— Begin Entries supplied —

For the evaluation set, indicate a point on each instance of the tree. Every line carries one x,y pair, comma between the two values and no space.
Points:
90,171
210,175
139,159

— End Entries supplied —

> _Directions_:
Could you transcribe every line of the records above, character for character?

> _Problem solution_:
For the evaluation set, indicate a point on each instance of the tree. Every line carries one x,y pair, comma between the two values and no space.
Points:
90,171
210,175
139,159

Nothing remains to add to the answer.